Task requirements:
From the proof about the interior of an intersection below, extract verbatim the passage between "### ⇒ (Int(A)∩Int(B))⊆Int(A∩B)" and "Int(A∩B)⊆Int(A) and Int(A∩B)⊆Int(B)", inclusive.

# Proof;

**To prove that Int(A∩B)=Int(A)∩Int(B), where A and B are subsets of a topological space (X, T) we have need to show that Int(A∩B)⊆(Int(A)∩Int(B))and (Int(A)∩Int(B))⊆Int(A∩B).**

If A and B are subsets of a topological space (X, T) then Let (X,T) be a topological space then Int(A∩B)=(Int(A)∩Int(B)). |

**As by definition of interior of a set, we have**

Int(A)⊆A and Int(B)⊆B

⇒ (Int(A)∩Int(B))⊆(A∩B)

∵ If A⊆B and C⊆D then (A∩B)⊆(C∩D)

### ⇒ (Int(A)∩Int(B))⊆Int(A∩B) ---> (1)

∵ (Int(A)∩Int(B)) is an open set which is contained in (A∩B) But Int(A∩B) is a largest open set which is contained in (A∩B)

Next, as we know that

(A∩B)⊆A and (A∩B)⊆B

⇒ Int(A∩B)⊆Int(A) and Int(A∩B)⊆Int(B)

∵ If A⊆B then Int(A)⊆Int(B)

### ⇒ Int(A∩B)⊆(Int(A)∩Int(B)) ---> (2)

∵ If A⊆B and A⊆C then A⊆(B∩C)

Provided data:
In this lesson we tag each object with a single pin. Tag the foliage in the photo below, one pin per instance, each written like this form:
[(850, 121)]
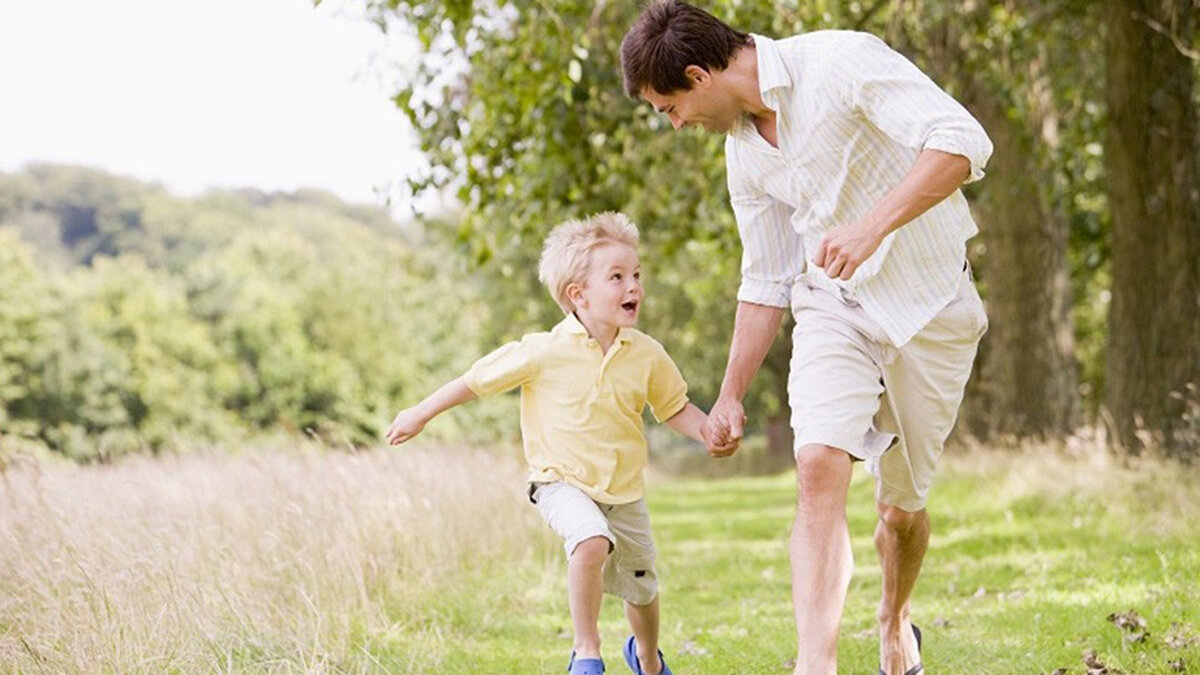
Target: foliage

Written solution:
### ⇒ (Int(A)∩Int(B))⊆Int(A∩B) ---> (1)

∵ (Int(A)∩Int(B)) is an open set which is contained in (A∩B) But Int(A∩B) is a largest open set which is contained in (A∩B)

Next, as we know that

(A∩B)⊆A and (A∩B)⊆B

⇒ Int(A∩B)⊆Int(A) and Int(A∩B)⊆Int(B)